Given passage ▸

While the concepts of sovereignty, human rights, the environment and the rule of law are often invoked in public debate about international investment treaties (IITs), there is relatively little discussion of the economic effects of such treaties. One of the most powerful legal protections provided by IITs is the protection of foreign investor’s ‘legitimate expectations’ under fair and equitable treatment (FET) provisions, which are common to most IITs. This article draws on economic theory—specifically, the notion of moral hazard—to elucidate some of the problems with broader interpretations of the doctrine of legitimate expectations.
The concept of efficiency
The concept of efficiency is central to economic analysis of public policy, including the economic analysis of legal rules. Efficiency concerns the maximising of net economic benefits; a policy improves efficiency if its economic benefits exceed its economic costs. Economists have been criticised for focusing exclusively on maximising efficiency, to the neglect of other values. These criticisms are important and well-made, yet they do not undermine the view that efficiency should be one of the criteria by which legal rules are evaluated. A rigorous examination of efficiency is especially important in the context of IIT interpretation, because a common justification for IITs is that they provide economic benefits.
How IITs affect efficiency
The primary means by which IITs affect economic efficiency is by influencing the investment decisions of foreign investors. A more efficient investment decision creates greater net economic benefits, regardless of to whom those benefits accrue. The profitability of an investment project is a first approximation of the efficiency gain of undertaking the project, because profit represents the excess of economic benefits of production over economic costs. This is the foundation of the basic economic argument for IITs—that they give prospective investors confidence that their property and contractual rights will be protected abroad, encouraging them to reallocate their capital from less profitable projects in their home markets to more profitable projects available elsewhere.
But this argument relies on a highly simplified model of economic activity. A more sophisticated model would acknowledge that there are often external costs and benefits of production that do not accrue to the investor. As discussed below, these externalities mean that the (un)profitability of a project does not necessarily imply its (in)efficiency.
The problem of moral hazard and why it reduces efficiency
Moral hazard refers to a situation where economic actors make profit-maximising but inefficient decisions because they are able to avoid costs associated with their conduct. The problem of moral hazard is often associated with insurance—when someone takes out insurance against a given type of harm, they no longer have an incentive to take prudent (efficient) steps to reduce the risk of that harm occurring. In practice, the protections contained in IITs operate as a form of insurance for investors against harm caused by future government conduct. This raises the risk of moral hazard— that investors might undertake projects without adequately assessing the externalities created by their projects, and the associated risk that future governments might redress such externalities when they begin to crystallise.
This problem has been explored in considerable detail in economic literature. The key insight that emerges from this literature is that protecting investors from having to bear the cost of new, efficiency-improving government measures is likely to result in inefficient investment decisions. As such, investors should not be protected from efficient regulatory change, even if it results in the investment becoming unviable. Such legal protections would insure investors against changes in government policy, allowing them to ignore the risk posed to contemplated investments by efficiency-improving policy change.

Challenge A ▸ Retype the listing word for word, from the line that contains "Class, indicate each instance of the white knit" down to the end of the listing.

Information shown ▸
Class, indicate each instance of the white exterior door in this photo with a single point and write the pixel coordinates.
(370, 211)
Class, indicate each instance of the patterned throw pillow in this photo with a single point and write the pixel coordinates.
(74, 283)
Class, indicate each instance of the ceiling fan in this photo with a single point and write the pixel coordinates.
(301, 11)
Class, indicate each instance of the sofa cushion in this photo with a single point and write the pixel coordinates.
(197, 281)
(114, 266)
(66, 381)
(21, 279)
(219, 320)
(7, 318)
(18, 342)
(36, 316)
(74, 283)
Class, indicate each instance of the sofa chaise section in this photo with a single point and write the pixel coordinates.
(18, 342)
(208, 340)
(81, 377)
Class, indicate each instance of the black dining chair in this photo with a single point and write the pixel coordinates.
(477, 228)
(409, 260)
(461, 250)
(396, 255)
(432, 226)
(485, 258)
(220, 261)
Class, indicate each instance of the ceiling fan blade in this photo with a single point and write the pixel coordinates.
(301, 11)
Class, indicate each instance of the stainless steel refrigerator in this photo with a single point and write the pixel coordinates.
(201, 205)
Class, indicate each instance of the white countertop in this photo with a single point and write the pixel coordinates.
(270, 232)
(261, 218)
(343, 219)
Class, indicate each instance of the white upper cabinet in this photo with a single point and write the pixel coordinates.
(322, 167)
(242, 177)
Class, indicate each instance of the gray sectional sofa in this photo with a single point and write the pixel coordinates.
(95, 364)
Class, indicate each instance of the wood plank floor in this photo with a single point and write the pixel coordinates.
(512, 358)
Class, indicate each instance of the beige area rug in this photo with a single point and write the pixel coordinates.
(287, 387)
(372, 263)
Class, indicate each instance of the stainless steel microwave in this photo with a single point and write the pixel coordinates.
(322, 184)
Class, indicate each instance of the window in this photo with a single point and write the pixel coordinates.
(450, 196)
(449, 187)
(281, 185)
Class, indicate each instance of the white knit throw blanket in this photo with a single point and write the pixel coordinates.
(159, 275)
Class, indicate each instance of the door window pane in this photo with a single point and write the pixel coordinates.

Challenge B ▸ Revise the investment treaty text from "But this argument" down to "imply its (in)efficiency.", replacing "externalities" with "spillover effects".

Written solution A ▸
Class, indicate each instance of the white knit throw blanket in this photo with a single point and write the pixel coordinates.
(159, 275)
Class, indicate each instance of the door window pane in this photo with a single point and write the pixel coordinates.

Written solution B ▸
But this argument relies on a highly simplified model of economic activity. A more sophisticated model would acknowledge that there are often external costs and benefits of production that do not accrue to the investor. As discussed below, these spillover effects mean that the (un)profitability of a project does not necessarily imply its (in)efficiency.